- **DOCUMENT EXTRACT**
This memo proposes an alternative approach to the current ECN mechanism
as proposed in the internet draft [draft-kksjf].  A Backward-ECN(BECN)
is proposed which uses the existing IP signalling mechanism, the
Internet Control Messaging Protocol (ICMP) [RFC 792] Source Quench
message.  The use of ICMP Source Quench (ISQ) allows a basic ECN
mechanism for IP which does not require any negotiation between end
systems.  Congestion notification is kept at the network(IP) level.  The
congestion state can be reflected up to the transport layer (e.g. TCP or
UDP) for appropriate action. The ISQ based approach reduces the reaction
time to a congestion in the network.  In addition, the ISQ message can
include information on the severity of the congestion allowing the end
host to react accordingly so as to make maximal use of the resources
while maintaining network equilibrium.

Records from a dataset
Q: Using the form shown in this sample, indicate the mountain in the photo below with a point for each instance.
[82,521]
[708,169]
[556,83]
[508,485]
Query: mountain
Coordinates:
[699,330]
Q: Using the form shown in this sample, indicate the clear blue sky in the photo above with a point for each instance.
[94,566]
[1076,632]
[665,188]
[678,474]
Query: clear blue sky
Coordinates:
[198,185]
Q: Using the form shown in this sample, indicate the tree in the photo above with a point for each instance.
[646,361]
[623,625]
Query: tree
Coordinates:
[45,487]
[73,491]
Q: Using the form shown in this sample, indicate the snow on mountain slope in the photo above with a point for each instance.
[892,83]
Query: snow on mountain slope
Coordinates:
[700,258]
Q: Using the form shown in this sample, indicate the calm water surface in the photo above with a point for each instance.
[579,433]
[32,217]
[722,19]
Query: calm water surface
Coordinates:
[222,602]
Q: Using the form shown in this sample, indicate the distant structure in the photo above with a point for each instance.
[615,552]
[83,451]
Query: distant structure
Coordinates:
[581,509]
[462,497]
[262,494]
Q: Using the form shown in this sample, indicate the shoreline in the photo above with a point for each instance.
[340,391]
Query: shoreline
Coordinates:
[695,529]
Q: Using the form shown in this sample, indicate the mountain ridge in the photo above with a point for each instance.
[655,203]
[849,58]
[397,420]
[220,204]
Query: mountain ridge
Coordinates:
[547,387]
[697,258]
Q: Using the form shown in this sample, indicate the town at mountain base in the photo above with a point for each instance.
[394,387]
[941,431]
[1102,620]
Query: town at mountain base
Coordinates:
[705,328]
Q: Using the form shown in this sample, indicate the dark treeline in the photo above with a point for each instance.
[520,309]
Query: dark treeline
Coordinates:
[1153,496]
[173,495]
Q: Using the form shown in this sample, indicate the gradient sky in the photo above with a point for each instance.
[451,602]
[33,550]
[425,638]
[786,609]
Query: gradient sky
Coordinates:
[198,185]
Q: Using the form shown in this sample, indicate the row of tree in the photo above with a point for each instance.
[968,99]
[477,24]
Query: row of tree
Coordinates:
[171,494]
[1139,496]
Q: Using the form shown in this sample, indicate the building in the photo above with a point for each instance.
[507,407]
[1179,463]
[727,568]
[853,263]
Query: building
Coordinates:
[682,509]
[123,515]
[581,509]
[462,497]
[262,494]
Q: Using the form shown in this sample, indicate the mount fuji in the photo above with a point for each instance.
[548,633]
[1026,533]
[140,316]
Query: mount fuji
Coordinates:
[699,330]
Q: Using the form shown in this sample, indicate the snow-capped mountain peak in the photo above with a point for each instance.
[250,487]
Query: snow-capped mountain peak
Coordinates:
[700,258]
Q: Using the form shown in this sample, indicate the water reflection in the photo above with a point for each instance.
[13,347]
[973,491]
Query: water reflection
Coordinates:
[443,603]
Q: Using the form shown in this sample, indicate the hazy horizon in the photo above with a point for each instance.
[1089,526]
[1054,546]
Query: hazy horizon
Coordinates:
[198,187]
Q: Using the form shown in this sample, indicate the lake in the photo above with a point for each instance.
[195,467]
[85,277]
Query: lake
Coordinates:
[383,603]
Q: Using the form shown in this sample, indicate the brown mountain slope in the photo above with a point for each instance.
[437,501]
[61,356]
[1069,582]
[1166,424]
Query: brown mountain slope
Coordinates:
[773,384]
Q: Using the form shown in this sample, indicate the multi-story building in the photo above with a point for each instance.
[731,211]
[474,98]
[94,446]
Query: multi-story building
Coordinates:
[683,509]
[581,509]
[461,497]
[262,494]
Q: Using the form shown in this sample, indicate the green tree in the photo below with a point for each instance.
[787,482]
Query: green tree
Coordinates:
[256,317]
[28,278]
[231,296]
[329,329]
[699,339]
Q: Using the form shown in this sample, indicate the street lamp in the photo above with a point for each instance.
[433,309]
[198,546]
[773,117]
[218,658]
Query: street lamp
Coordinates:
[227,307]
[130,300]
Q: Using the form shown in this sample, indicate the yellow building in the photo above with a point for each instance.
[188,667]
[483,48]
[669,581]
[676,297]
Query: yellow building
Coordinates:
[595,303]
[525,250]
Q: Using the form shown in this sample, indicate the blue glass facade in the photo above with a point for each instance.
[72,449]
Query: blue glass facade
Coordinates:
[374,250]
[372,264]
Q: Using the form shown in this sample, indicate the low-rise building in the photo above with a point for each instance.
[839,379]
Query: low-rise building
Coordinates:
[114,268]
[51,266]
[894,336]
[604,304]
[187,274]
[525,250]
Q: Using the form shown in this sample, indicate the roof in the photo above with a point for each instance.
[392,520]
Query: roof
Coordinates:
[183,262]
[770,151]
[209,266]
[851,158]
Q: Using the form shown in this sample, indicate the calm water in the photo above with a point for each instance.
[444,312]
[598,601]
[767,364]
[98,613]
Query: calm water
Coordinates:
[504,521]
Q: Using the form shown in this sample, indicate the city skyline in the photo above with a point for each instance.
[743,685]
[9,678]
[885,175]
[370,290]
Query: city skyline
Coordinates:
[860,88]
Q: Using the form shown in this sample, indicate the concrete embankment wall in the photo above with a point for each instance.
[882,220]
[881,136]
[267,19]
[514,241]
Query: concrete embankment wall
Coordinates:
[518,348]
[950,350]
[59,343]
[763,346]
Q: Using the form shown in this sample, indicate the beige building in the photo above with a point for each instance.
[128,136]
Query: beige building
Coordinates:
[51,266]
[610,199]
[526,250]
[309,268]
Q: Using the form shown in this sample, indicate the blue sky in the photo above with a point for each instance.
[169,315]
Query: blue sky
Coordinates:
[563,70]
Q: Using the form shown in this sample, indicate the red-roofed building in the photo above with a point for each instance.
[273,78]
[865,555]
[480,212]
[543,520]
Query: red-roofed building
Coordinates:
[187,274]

- **EXERCISES**
1/ Quote the Backward-ECN memo word for word, everything from "is proposed which" down to "maintaining network equilibrium.".
2/ The Backward-ECN memo defines several abbreviations by placing them in parentheses right after the terms they stand for. List each of these abbreviations along with its term.
The records are not required for this work.

- **ANSWERS TO THE EXERCISES**
1/
is proposed which uses the existing IP signalling mechanism, the
Internet Control Messaging Protocol (ICMP) [RFC 792] Source Quench
message.  The use of ICMP Source Quench (ISQ) allows a basic ECN
mechanism for IP which does not require any negotiation between end
systems.  Congestion notification is kept at the network(IP) level.  The
congestion state can be reflected up to the transport layer (e.g. TCP or
UDP) for appropriate action. The ISQ based approach reduces the reaction
time to a congestion in the network.  In addition, the ISQ message can
include information on the severity of the congestion allowing the end
host to react accordingly so as to make maximal use of the resources
while maintaining network equilibrium.

2/
- BECN: Backward-ECN
- ICMP: Internet Control Messaging Protocol
- ISQ: ICMP Source Quench